Starke Unterstützung fand die Veranstaltung durch die Industrie, die als Sponsoren oder Aussteller zur Kostendeckung dieses doch sehr aufwändigen Kongresses beitrugen. Dass auch die Geselligkeit nicht zu kurz kam, muss hier wohl kaum betont werden. Die interessanten Gespräche und Diskussionen während der beiden erwähnten Rahmenveranstaltungen könnten einen eigenen Bericht füllen. Dass neben dem persönlichen Gespräch auch allgemein, ganz spontan, Fröhliches geboten wurde, war dem wieder neu in den Kreis der Ophthalmologen zurückgekehrten Ex-Augenarzt Dr. Winfried Rathke zu verdanken, der mit seinen ophthalmo-humoristischen Gedichten, Limericks und Liedern, unterstützt vom Autor dieser Zeilen, zum Gelingen des Gesellschaftsabends beitrug.

● **Arbeitsanweisungen**:
1) Prüfe, ob die folgenden Aussagen mit dem Kongressbericht übereinstimmen. Antworte jeweils mit Ja oder Nein und zitiere die entscheidenden Worte wörtlich.
(a) Die Industrie trug als Sponsoren oder Aussteller zur Kostendeckung des Kongresses bei.
(b) Dr. Winfried Rathke trug beim Gesellschaftsabend Romane vor.
(c) Der Kongress hatte zwei Rahmenveranstaltungen.
2) Wer unterstützte laut dem Kongressbericht Dr. Winfried Rathke bei seinem Beitrag zum Gesellschaftsabend?
3) Führe den Kongressbericht bitte nach seinem letzten Satz weiter.

● **Ausgelesene Datensätze**:
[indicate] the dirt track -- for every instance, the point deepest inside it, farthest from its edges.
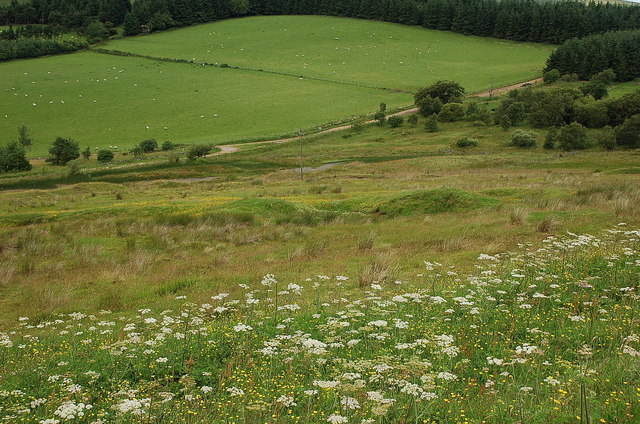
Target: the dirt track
(231, 148)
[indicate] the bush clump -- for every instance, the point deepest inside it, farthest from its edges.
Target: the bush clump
(524, 139)
(395, 121)
(105, 156)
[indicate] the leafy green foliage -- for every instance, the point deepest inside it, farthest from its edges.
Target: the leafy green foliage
(628, 134)
(13, 158)
(592, 114)
(551, 76)
(62, 151)
(617, 50)
(550, 139)
(24, 138)
(521, 138)
(380, 117)
(572, 137)
(198, 151)
(395, 121)
(429, 105)
(451, 112)
(431, 124)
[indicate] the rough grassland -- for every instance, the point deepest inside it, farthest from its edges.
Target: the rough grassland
(351, 50)
(103, 100)
(119, 101)
(142, 291)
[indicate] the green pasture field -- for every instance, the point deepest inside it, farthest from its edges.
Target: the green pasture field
(414, 193)
(104, 100)
(388, 257)
(348, 50)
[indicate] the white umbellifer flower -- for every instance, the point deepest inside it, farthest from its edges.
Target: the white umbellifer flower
(349, 403)
(287, 401)
(630, 351)
(234, 391)
(268, 280)
(74, 388)
(242, 328)
(337, 419)
(494, 361)
(70, 410)
(552, 381)
(447, 376)
(314, 346)
(37, 402)
(326, 384)
(132, 406)
(5, 341)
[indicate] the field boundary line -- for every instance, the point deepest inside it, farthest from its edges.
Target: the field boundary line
(232, 148)
(239, 68)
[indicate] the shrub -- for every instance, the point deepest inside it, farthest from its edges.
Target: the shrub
(73, 168)
(62, 151)
(198, 151)
(149, 145)
(521, 138)
(551, 76)
(104, 156)
(429, 105)
(592, 114)
(466, 142)
(606, 138)
(550, 139)
(431, 124)
(395, 121)
(628, 134)
(573, 137)
(13, 158)
(451, 112)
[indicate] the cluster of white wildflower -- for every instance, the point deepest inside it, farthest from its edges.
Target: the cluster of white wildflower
(70, 410)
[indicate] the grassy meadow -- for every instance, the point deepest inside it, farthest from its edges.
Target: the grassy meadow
(104, 100)
(373, 290)
(371, 275)
(375, 54)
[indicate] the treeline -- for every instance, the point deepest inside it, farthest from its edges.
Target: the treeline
(36, 47)
(65, 13)
(520, 20)
(619, 51)
(562, 106)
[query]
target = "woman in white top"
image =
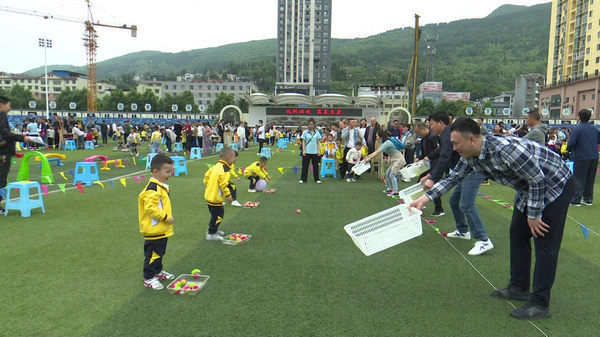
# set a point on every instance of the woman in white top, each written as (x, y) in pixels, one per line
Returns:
(362, 128)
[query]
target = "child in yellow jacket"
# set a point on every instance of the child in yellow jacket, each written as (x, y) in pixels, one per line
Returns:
(217, 180)
(156, 221)
(255, 172)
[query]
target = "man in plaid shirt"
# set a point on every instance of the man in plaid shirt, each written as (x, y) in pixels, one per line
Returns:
(544, 187)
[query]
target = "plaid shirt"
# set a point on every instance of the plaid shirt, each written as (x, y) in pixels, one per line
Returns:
(538, 174)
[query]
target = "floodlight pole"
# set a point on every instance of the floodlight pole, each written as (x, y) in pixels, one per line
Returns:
(46, 43)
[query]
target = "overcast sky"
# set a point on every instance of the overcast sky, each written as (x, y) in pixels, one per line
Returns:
(178, 25)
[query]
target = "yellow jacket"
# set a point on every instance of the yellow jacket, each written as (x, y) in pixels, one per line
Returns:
(154, 208)
(216, 180)
(256, 170)
(232, 173)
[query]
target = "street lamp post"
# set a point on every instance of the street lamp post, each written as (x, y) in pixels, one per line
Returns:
(46, 43)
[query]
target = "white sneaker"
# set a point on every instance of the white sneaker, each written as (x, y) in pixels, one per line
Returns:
(481, 247)
(458, 235)
(165, 275)
(153, 284)
(214, 237)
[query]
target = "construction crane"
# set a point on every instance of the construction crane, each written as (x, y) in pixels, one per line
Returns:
(90, 41)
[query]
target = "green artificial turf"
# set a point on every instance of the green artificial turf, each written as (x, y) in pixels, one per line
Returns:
(77, 269)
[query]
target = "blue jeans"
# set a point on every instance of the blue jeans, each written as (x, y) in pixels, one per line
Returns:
(462, 202)
(391, 180)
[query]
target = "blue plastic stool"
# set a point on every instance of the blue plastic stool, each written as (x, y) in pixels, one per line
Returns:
(25, 204)
(56, 162)
(265, 152)
(196, 153)
(180, 165)
(70, 145)
(149, 160)
(570, 165)
(86, 172)
(328, 167)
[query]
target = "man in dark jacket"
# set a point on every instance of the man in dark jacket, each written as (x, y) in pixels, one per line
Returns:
(444, 157)
(583, 144)
(429, 144)
(7, 144)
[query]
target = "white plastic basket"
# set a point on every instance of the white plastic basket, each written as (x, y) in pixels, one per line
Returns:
(415, 169)
(407, 193)
(385, 229)
(361, 167)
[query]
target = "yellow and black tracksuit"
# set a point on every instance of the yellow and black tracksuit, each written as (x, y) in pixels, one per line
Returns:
(154, 208)
(216, 181)
(231, 185)
(255, 172)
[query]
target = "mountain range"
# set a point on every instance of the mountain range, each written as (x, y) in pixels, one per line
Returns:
(482, 56)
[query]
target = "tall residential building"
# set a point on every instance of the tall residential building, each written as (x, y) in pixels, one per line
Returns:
(527, 93)
(304, 41)
(574, 43)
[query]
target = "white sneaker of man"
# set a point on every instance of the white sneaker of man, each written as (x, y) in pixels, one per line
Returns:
(481, 247)
(214, 237)
(458, 235)
(153, 284)
(165, 275)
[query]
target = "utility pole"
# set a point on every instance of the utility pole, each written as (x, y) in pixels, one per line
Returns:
(415, 65)
(46, 43)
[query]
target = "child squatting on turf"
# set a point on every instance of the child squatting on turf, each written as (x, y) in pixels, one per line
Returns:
(255, 172)
(217, 182)
(231, 185)
(156, 221)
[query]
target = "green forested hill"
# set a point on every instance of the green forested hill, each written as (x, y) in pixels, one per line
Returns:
(483, 56)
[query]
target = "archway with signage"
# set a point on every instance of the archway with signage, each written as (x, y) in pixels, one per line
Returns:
(399, 113)
(231, 113)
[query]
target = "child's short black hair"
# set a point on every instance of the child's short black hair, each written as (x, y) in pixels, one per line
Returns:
(159, 160)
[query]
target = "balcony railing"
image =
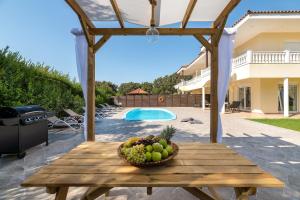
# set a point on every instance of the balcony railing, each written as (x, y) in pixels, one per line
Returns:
(252, 57)
(266, 57)
(203, 73)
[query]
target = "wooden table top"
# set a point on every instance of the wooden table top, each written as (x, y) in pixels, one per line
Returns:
(97, 164)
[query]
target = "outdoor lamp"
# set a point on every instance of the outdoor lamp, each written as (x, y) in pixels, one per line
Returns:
(152, 33)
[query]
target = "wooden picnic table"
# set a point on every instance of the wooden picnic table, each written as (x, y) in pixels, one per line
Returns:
(96, 165)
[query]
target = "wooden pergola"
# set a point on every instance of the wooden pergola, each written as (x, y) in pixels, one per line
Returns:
(201, 34)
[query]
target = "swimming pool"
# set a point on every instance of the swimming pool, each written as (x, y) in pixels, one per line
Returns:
(149, 114)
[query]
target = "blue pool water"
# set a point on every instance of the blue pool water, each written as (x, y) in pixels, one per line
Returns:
(149, 114)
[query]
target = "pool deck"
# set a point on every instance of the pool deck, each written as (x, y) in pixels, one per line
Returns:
(274, 149)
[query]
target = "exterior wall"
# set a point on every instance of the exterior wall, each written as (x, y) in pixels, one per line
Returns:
(199, 91)
(267, 42)
(264, 93)
(255, 85)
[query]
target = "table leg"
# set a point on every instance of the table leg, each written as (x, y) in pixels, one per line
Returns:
(198, 193)
(61, 193)
(95, 192)
(214, 193)
(244, 193)
(149, 190)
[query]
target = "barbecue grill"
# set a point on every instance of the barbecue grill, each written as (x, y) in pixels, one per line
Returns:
(21, 128)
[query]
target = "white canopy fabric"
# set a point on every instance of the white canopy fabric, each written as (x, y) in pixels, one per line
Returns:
(225, 65)
(139, 11)
(81, 50)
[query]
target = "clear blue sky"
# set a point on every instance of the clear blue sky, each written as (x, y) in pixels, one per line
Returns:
(40, 31)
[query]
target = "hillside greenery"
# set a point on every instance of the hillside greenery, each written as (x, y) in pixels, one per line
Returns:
(161, 85)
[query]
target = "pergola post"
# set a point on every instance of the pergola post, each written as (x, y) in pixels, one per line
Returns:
(214, 90)
(91, 93)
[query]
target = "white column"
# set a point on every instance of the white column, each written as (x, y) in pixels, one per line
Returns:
(223, 109)
(203, 98)
(287, 56)
(286, 97)
(249, 56)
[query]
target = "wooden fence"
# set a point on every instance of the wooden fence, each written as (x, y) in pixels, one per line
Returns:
(184, 100)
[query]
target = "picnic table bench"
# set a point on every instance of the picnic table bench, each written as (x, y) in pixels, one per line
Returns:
(96, 165)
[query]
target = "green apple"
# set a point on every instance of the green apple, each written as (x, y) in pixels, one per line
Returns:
(164, 154)
(148, 156)
(157, 147)
(156, 156)
(169, 149)
(149, 148)
(163, 142)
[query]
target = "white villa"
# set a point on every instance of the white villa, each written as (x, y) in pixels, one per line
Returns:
(265, 67)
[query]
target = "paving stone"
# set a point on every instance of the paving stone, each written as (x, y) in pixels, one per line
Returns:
(274, 149)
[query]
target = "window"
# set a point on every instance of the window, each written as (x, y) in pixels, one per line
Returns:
(245, 98)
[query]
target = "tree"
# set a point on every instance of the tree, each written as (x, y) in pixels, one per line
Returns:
(165, 85)
(146, 86)
(105, 91)
(125, 88)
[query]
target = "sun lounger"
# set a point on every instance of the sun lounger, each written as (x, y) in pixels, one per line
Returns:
(73, 116)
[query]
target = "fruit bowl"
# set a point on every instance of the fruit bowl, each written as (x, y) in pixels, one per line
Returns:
(150, 163)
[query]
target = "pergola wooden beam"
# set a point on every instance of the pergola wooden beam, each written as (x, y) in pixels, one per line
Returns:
(188, 13)
(101, 42)
(142, 31)
(226, 11)
(204, 42)
(81, 14)
(117, 12)
(84, 27)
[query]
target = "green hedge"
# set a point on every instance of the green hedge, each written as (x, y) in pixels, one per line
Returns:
(24, 83)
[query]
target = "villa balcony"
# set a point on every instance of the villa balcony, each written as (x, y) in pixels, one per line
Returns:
(196, 82)
(253, 64)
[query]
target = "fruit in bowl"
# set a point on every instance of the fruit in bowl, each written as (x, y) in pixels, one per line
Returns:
(151, 150)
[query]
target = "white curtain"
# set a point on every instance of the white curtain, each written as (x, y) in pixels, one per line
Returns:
(81, 49)
(225, 64)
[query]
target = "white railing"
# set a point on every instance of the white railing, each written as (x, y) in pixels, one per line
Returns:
(294, 57)
(203, 73)
(240, 60)
(266, 57)
(252, 57)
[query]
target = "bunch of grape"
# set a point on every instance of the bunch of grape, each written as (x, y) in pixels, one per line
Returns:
(156, 139)
(137, 154)
(130, 142)
(125, 151)
(144, 141)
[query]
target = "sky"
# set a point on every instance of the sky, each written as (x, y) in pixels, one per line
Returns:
(40, 31)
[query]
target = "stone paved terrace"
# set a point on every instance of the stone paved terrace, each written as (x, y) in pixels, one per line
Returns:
(274, 149)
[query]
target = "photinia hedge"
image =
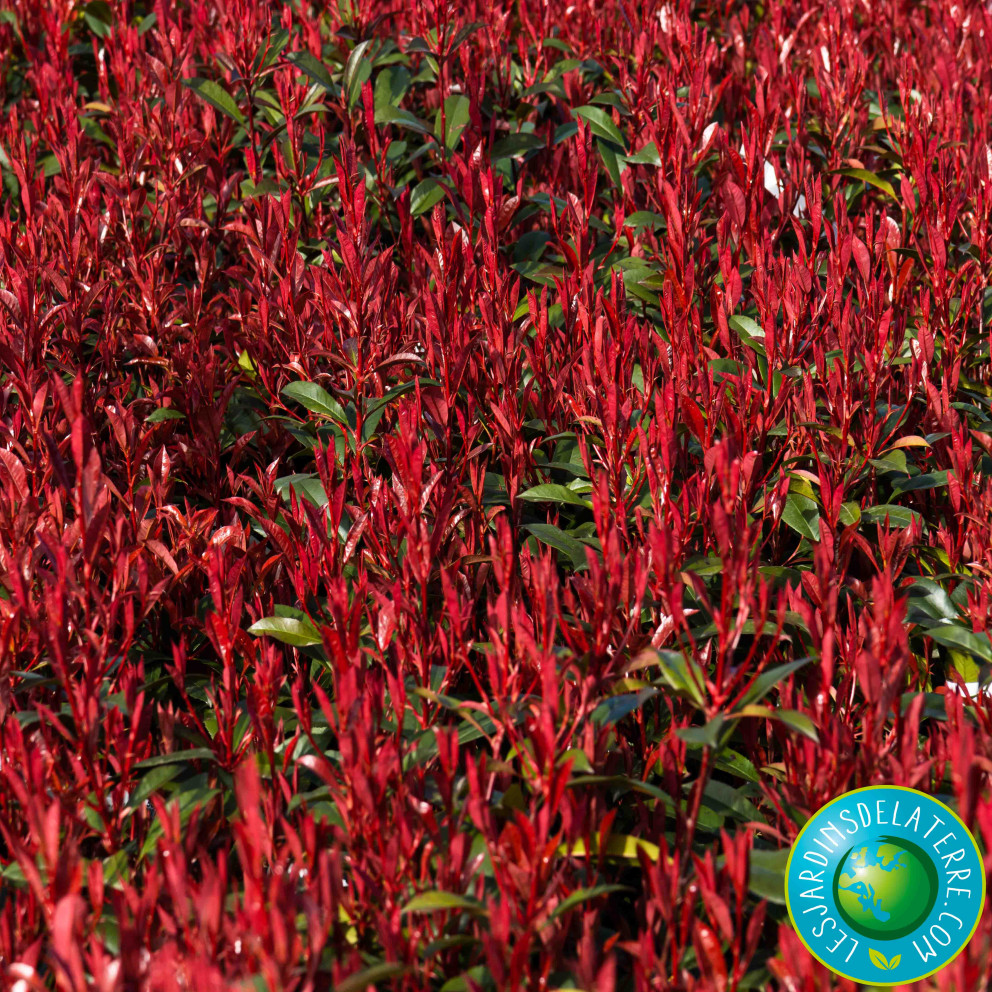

● **Lösungen**:
1)
(a) Ja: „die als Sponsoren oder Aussteller zur Kostendeckung dieses doch sehr aufwändigen Kongresses beitrugen“
(b) Nein: „mit seinen ophthalmo-humoristischen Gedichten, Limericks und Liedern“
(c) Ja: „während der beiden erwähnten Rahmenveranstaltungen“

2) Der Autor dieser Zeilen.

3)
Alle Beteiligten waren der Meinung, dass Kongresse wie dieser der Attraktivität der augenärztlichen Kontaktologie dienen, diesen wichtigen Bereich augenärztlichen Handelns quantitativ und qualitativ aufwerten und fortentwickeln helfen. Ob die Wiedereinführung regelmäßiger Kontaktlinsenkongresse (der letzte fand 2006 an gleicher Stelle statt) möglich sein wird, entscheidet nicht zuletzt die Entwicklung der Ophthalmologie und der Kontaktlinsenindustrie.

Zu wünschen wäre jährlich eine ähnliche Kontaktlinsenveranstaltung, vielleicht im Wechsel als Symposium und Kongress, zusätzlich zur jährlichen Expertentagung der Deutschen Augenärztlichen Kontaktlinsen-Gesellschaft.